>> START SOURCE TEXT
Min Ye..., directed by Souleymane Cissé. As with Life During Wartime, a by-now-veteran loses control of the frame. Loads of Guiding Light-style close-ups and unshaped squabbles are almost redeemed by an off-kilter, very funny central performance by Sokona Gakou. Unfortunately, rounding the thing off at a woefully bloated 135 minutes, Cissé has done his best to shoot himself in the foot.

Precious: Based on the Novel Push by Sapphire, directed by Lee Daniels. What’s with the title? Did someone lose a bet with Sapphire? Propelled by social issues, dreams, and overwrought Gloom, this is a grab bag about perseverance, and finally, backflipping redemption. Visually, Daniels enters each scene like he forgot the last, but there’s no getting around the dedication of his performers. It’s a little much to see a Harlem social worker drop a tear at her desk, but still, that was Mariah Carey, and I barely recognized her, I actually bought her, and that’s some kind of trick.

“YEAH. IT WAS GOOD. I MEAN...YES. YES, IT…I LIKED IT.” Like the American Southwest, this territory comes with a certain number of reservations:

Eccentricities of a Blond Hair Girl (pictured), directed by Manoel de Oliveira. How old is Portuguese master Manoel de Oliveira, really? I heard he punched Thomas Edison in the face once for showing up late to set. Someone else told me he was seven when The Birth of a Nation came out. Can either rumor possibly be true? In any case, his sixty-four minute cut glass perfume bottle of a film feels like it was carefully transported, in a velvety pouch, from a different age. I wouldn’t say it compares so favorably to late-era Buñuel, but Oliveira’s visual scheme, falling somewhere between drab and fancy, is odd, refreshing, even exhilarating. I hope that when I’m 101 I’ll remember the film’s stunning last frame: the titular object of desire, seated, her legs open, her head down, beast-like, slipped off.
>> END SOURCE TEXT
>> START DATASET CONTENT
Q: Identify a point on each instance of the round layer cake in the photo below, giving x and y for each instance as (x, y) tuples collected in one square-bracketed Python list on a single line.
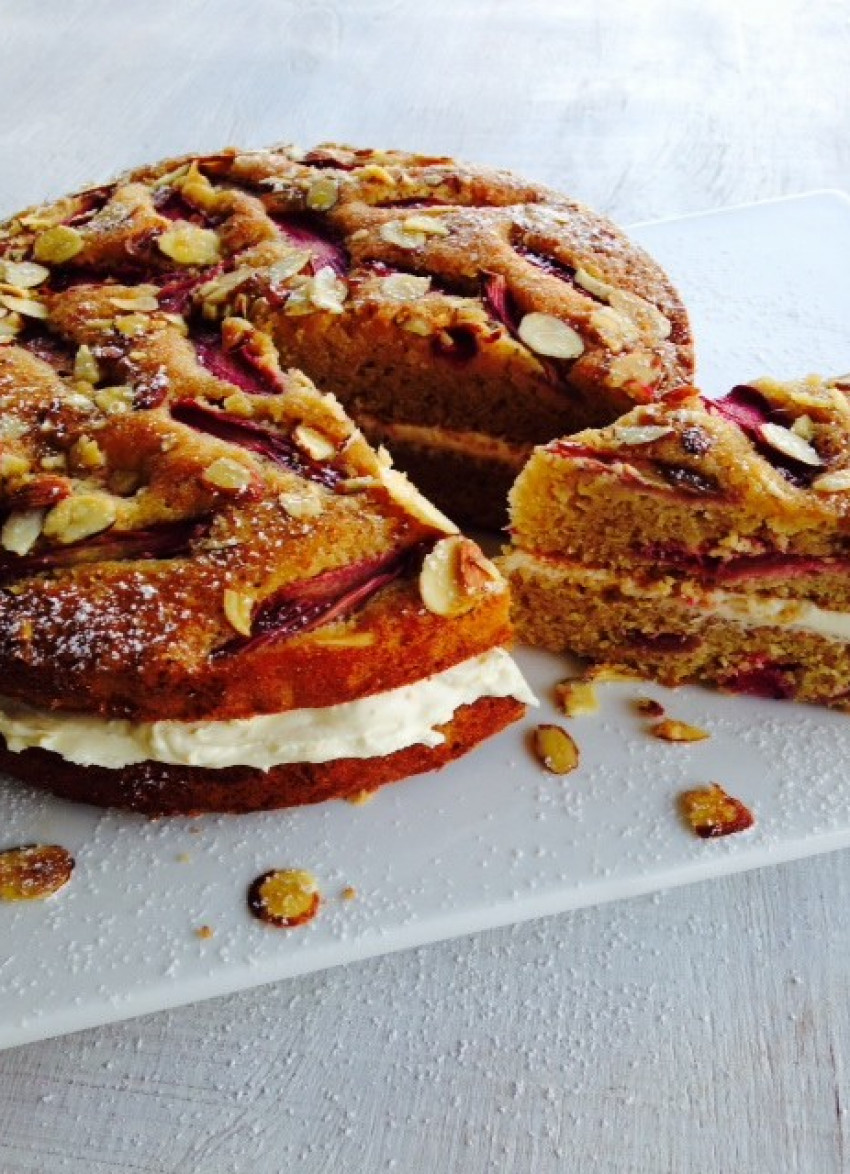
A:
[(460, 315)]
>> END DATASET CONTENT
SET PROBLEM A:
In the film reviews, how long does the reviewer say Oliveira's Eccentricities of a Blond Hair Girl runs?
SET PROBLEM B:
Shorten the paragraph of the film reviews that begins "Min Ye..., directed by Souleymane Cissé," keeping its main points.
SET PROBLEM C:
Write the next part of the film reviews, continuing from their last sentence.

TASK OUTPUT A:
Sixty-four minutes.

TASK OUTPUT B:
In Souleymane Cissé's Min Ye..., a veteran director loses control of the frame, as in Life During Wartime. Sokona Gakou's off-kilter, very funny lead performance almost redeems the many soap-opera close-ups and shapeless squabbles, but the bloated 135-minute running time undercuts the film.

TASK OUTPUT C:
The White Ribbon, directed by Michael Haneke. By now, Haneke has amassed quite the flock of hairshirted admirers, and until I got to the end of this long and scolding communal mystery, I counted myself unquestionably among them. Startlingly precise imagery in the service of…what, exactly? Haneke has left out the answer to his own painstaking equation; the love story at the center is tender and honest, but the moral ugliness swirling around it feels like Halloween decoration. He’d be easier to shake if he weren’t so goddamned talented.

Ne change rien, directed by Pedro Costa. If I’d walked out on this, would it have ceased to exist? Costa, a hardcore formalist and unapologetic descendant of Straub/Huillet and late-era Godard, chronicles the actress-turned-chanteuse Jeanne Balibar, as she, well, tries to get the beat right. Like his countryman Oliveira, Costa knows exactly where to put the camera—far but close—and relishes limitation, but your engagement might rely not on his placement, but hers. Forgive me for this, but is Balibar any good? Is she worth all this? In any case, Costa’s getting the Eclipse treatment soon from Criterion, and I can’t wait to wait.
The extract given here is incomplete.